+++ DATA FOR PROCESSING

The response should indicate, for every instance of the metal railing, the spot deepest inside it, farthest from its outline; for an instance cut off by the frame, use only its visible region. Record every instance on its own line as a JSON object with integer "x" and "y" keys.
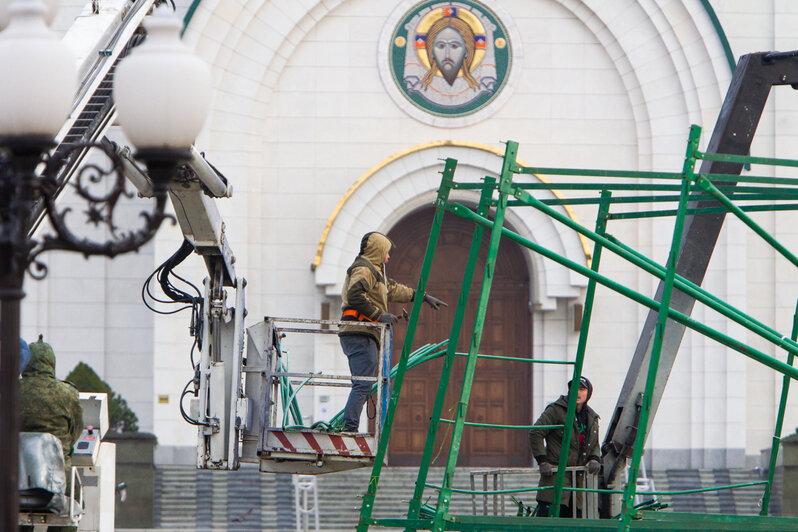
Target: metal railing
{"x": 494, "y": 502}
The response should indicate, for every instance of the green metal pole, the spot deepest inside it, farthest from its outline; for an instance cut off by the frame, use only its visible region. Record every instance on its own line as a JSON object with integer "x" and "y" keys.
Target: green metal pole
{"x": 662, "y": 319}
{"x": 601, "y": 226}
{"x": 707, "y": 185}
{"x": 484, "y": 204}
{"x": 774, "y": 451}
{"x": 447, "y": 182}
{"x": 675, "y": 315}
{"x": 505, "y": 180}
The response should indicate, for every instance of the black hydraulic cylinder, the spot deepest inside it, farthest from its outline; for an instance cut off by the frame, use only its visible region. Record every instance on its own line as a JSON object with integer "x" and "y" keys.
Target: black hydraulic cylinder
{"x": 734, "y": 132}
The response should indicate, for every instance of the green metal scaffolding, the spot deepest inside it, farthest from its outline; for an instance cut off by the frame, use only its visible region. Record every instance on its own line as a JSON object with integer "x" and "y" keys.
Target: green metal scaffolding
{"x": 717, "y": 193}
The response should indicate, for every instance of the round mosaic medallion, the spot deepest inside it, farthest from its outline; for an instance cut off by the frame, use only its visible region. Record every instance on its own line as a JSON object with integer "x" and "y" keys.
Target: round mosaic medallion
{"x": 449, "y": 59}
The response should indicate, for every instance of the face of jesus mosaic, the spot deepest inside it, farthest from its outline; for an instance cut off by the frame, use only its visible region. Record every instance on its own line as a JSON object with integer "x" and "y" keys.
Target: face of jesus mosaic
{"x": 450, "y": 49}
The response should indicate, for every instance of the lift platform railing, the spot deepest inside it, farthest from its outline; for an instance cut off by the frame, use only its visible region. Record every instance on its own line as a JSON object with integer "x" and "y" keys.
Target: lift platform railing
{"x": 713, "y": 193}
{"x": 285, "y": 444}
{"x": 496, "y": 503}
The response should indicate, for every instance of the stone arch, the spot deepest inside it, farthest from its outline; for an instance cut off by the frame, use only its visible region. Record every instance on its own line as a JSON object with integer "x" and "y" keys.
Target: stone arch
{"x": 691, "y": 72}
{"x": 408, "y": 180}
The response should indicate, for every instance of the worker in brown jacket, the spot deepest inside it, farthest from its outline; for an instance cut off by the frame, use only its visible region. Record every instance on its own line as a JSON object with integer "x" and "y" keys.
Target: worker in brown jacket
{"x": 365, "y": 296}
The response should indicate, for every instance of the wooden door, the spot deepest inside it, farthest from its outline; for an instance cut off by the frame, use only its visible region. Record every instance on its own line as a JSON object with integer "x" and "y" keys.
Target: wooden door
{"x": 502, "y": 391}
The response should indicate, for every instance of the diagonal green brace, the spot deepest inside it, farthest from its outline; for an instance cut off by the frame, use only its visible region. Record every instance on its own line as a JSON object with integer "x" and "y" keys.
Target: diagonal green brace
{"x": 505, "y": 181}
{"x": 662, "y": 319}
{"x": 774, "y": 451}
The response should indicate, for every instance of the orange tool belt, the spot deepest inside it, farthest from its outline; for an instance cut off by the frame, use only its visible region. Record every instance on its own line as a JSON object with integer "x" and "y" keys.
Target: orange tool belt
{"x": 352, "y": 314}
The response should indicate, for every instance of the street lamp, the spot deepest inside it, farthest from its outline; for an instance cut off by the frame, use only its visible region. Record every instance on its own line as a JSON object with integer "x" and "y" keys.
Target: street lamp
{"x": 162, "y": 93}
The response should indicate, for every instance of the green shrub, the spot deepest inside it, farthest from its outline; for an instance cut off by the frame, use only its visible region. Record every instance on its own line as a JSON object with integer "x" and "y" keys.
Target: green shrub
{"x": 120, "y": 416}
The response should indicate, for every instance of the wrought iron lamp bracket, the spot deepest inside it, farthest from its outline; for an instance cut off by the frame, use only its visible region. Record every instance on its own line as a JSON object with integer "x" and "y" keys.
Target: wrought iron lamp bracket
{"x": 100, "y": 183}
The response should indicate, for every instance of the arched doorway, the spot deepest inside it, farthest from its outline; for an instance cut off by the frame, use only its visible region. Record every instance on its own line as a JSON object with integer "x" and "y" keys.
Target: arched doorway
{"x": 502, "y": 391}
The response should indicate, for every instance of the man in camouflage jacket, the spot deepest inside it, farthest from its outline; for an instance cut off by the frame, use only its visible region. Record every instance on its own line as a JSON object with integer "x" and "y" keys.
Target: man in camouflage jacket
{"x": 48, "y": 404}
{"x": 364, "y": 298}
{"x": 546, "y": 445}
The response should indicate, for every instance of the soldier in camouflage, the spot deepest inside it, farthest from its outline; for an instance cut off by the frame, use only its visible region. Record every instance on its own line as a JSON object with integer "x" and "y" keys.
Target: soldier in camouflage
{"x": 48, "y": 404}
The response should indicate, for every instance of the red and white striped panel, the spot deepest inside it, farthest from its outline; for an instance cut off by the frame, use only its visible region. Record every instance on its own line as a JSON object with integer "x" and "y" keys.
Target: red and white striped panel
{"x": 320, "y": 443}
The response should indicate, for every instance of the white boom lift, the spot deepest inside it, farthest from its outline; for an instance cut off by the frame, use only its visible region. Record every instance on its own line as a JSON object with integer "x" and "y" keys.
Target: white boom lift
{"x": 240, "y": 375}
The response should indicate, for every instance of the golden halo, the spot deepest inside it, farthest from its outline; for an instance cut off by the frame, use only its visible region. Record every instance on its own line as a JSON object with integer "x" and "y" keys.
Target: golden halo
{"x": 463, "y": 14}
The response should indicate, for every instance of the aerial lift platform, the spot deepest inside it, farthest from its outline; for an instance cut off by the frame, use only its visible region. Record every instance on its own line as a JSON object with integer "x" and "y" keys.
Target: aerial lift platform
{"x": 239, "y": 377}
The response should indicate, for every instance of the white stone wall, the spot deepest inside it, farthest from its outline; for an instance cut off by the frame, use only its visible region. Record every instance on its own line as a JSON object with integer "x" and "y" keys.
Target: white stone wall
{"x": 301, "y": 113}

++++++

- **TASK GOAL**: Give every one of the lines above as a JSON list of strings, one string per line, skipping blank lines and leaving the pictures out.

- **RESPONSE TO THIS TASK**:
[
  "The response should indicate, for every instance of the metal railing, the spot deepest inside it, farthest from its outline; for an instance cut off by the frame, use only its visible region. Record every instance on its own line as a JSON object with integer \"x\" and \"y\" keys.",
  "Target: metal railing",
  "{\"x\": 494, \"y\": 502}",
  "The response should indicate, for every instance of the green metal pole, the spot deepest inside it, farthest from its outline; for an instance cut off by the frame, use only its visible region. Record every instance on its own line as a JSON object with integer \"x\" and \"y\" keys.",
  "Target: green metal pole",
  "{\"x\": 662, \"y\": 319}",
  "{\"x\": 601, \"y\": 226}",
  "{\"x\": 707, \"y\": 185}",
  "{\"x\": 484, \"y\": 204}",
  "{\"x\": 774, \"y\": 451}",
  "{\"x\": 447, \"y\": 182}",
  "{\"x\": 675, \"y\": 315}",
  "{\"x\": 505, \"y\": 180}",
  "The response should indicate, for every instance of the black hydraulic cylinder, the spot deepest inside it, farthest from its outline; for an instance cut off by the frame, use only its visible region. Record every instance on its own line as a JSON object with integer \"x\" and \"y\" keys.",
  "Target: black hydraulic cylinder",
  "{\"x\": 734, \"y\": 132}",
  "The response should indicate, for every instance of the green metal scaffolding, the spot deepest inside it, farthest from its outline; for an instance cut off by the frame, use only its visible region. Record every instance on its own line as a JSON object with integer \"x\" and \"y\" keys.",
  "Target: green metal scaffolding",
  "{\"x\": 717, \"y\": 193}",
  "The response should indicate, for every instance of the round mosaic medallion, the spot deepest inside it, farthest from its outline; for an instance cut off by the frame, use only its visible region. Record every instance on its own line as a JSON object with integer \"x\" and \"y\" keys.",
  "Target: round mosaic medallion",
  "{\"x\": 449, \"y\": 59}",
  "The response should indicate, for every instance of the face of jesus mosaic, the spot deepest inside it, farthest from its outline; for an instance cut off by the frame, use only its visible region. Record every instance on its own line as a JSON object with integer \"x\" and \"y\" keys.",
  "Target: face of jesus mosaic",
  "{\"x\": 450, \"y\": 49}",
  "The response should indicate, for every instance of the lift platform railing, the spot deepest inside it, farthest from its outline; for an instance cut off by the frame, use only its visible region. Record every instance on its own line as a JSON object with integer \"x\" and \"y\" keys.",
  "Target: lift platform railing",
  "{\"x\": 713, \"y\": 193}",
  "{\"x\": 285, \"y\": 444}",
  "{\"x\": 496, \"y\": 503}",
  "The response should indicate, for every instance of the stone arch, the spot deepest inside it, farthest from its outline; for an instance cut off by the frame, use only its visible region. Record every instance on its own line as a JSON object with integer \"x\" and \"y\" keys.",
  "Target: stone arch",
  "{\"x\": 691, \"y\": 72}",
  "{\"x\": 408, \"y\": 180}",
  "The response should indicate, for every instance of the worker in brown jacket, the spot deepest inside it, farthest from its outline; for an instance cut off by the frame, use only its visible region. Record every instance on its own line as a JSON object with integer \"x\" and \"y\" keys.",
  "Target: worker in brown jacket",
  "{\"x\": 365, \"y\": 296}",
  "The response should indicate, for every instance of the wooden door, the spot deepest inside it, farthest from its outline; for an instance cut off by the frame, use only its visible region. Record every instance on its own line as a JSON object with integer \"x\" and \"y\" keys.",
  "Target: wooden door",
  "{\"x\": 502, \"y\": 391}",
  "The response should indicate, for every instance of the diagonal green brace, the spot deepest inside it, farthest from its outline; for an instance cut off by the frame, use only its visible region. Record every instance on its own line as a JSON object with integer \"x\" and \"y\" keys.",
  "Target: diagonal green brace",
  "{\"x\": 505, \"y\": 181}",
  "{\"x\": 662, \"y\": 319}",
  "{\"x\": 774, \"y\": 451}",
  "The response should indicate, for every instance of the orange tool belt, the spot deepest inside it, farthest from its outline; for an instance cut off by the frame, use only its visible region. Record every instance on its own line as a JSON object with integer \"x\" and \"y\" keys.",
  "Target: orange tool belt",
  "{\"x\": 352, \"y\": 314}",
  "The response should indicate, for every instance of the street lamp, the spot deepest inside it, farthest from its outline; for an instance cut off by the frame, use only its visible region. Record every instance on its own line as a JSON object with integer \"x\" and \"y\" keys.",
  "Target: street lamp",
  "{\"x\": 162, \"y\": 93}",
  "The response should indicate, for every instance of the green shrub, the spot deepest inside it, farthest from its outline; for an instance cut off by the frame, use only its visible region. Record every instance on its own line as a JSON object with integer \"x\" and \"y\" keys.",
  "Target: green shrub",
  "{\"x\": 120, \"y\": 416}",
  "The response should indicate, for every instance of the wrought iron lamp bracket, the spot deepest inside it, farthest from its outline; for an instance cut off by the frame, use only its visible region. Record every instance on its own line as a JSON object with integer \"x\" and \"y\" keys.",
  "Target: wrought iron lamp bracket",
  "{\"x\": 100, \"y\": 183}",
  "The response should indicate, for every instance of the arched doorway, the spot deepest inside it, farthest from its outline; for an instance cut off by the frame, use only its visible region. Record every instance on its own line as a JSON object with integer \"x\" and \"y\" keys.",
  "Target: arched doorway",
  "{\"x\": 502, \"y\": 391}",
  "The response should indicate, for every instance of the man in camouflage jacket, the spot deepest inside it, farthest from its outline; for an instance cut off by the frame, use only its visible region. Record every instance on its own line as a JSON object with integer \"x\" and \"y\" keys.",
  "Target: man in camouflage jacket",
  "{\"x\": 48, \"y\": 404}",
  "{\"x\": 364, \"y\": 298}",
  "{\"x\": 546, \"y\": 445}",
  "The response should indicate, for every instance of the soldier in camouflage, the spot deepest inside it, farthest from its outline; for an instance cut off by the frame, use only its visible region. Record every instance on its own line as a JSON object with integer \"x\" and \"y\" keys.",
  "Target: soldier in camouflage",
  "{\"x\": 48, \"y\": 404}",
  "The response should indicate, for every instance of the red and white striped panel, the spot deepest inside it, farthest from its outline; for an instance cut off by the frame, use only its visible region. Record every instance on its own line as a JSON object with integer \"x\" and \"y\" keys.",
  "Target: red and white striped panel",
  "{\"x\": 320, \"y\": 443}",
  "The response should indicate, for every instance of the white boom lift, the spot deepest inside it, farthest from its outline; for an instance cut off by the frame, use only its visible region. Record every instance on its own line as a JSON object with integer \"x\" and \"y\" keys.",
  "Target: white boom lift",
  "{\"x\": 240, \"y\": 375}",
  "The response should indicate, for every instance of the golden halo, the spot deepest inside it, farthest from its outline; for an instance cut off by the frame, use only its visible region. Record every instance on its own line as a JSON object with integer \"x\" and \"y\" keys.",
  "Target: golden halo",
  "{\"x\": 463, \"y\": 14}",
  "The response should indicate, for every instance of the aerial lift platform, the spot deepest inside it, farthest from its outline; for an instance cut off by the frame, use only its visible region. Record every instance on its own line as a JSON object with integer \"x\" and \"y\" keys.",
  "Target: aerial lift platform",
  "{\"x\": 239, \"y\": 377}",
  "The response should indicate, for every instance of the white stone wall, the spot deepest inside it, farthest from its outline; for an instance cut off by the frame, use only its visible region. Record every instance on its own line as a JSON object with integer \"x\" and \"y\" keys.",
  "Target: white stone wall",
  "{\"x\": 301, \"y\": 113}"
]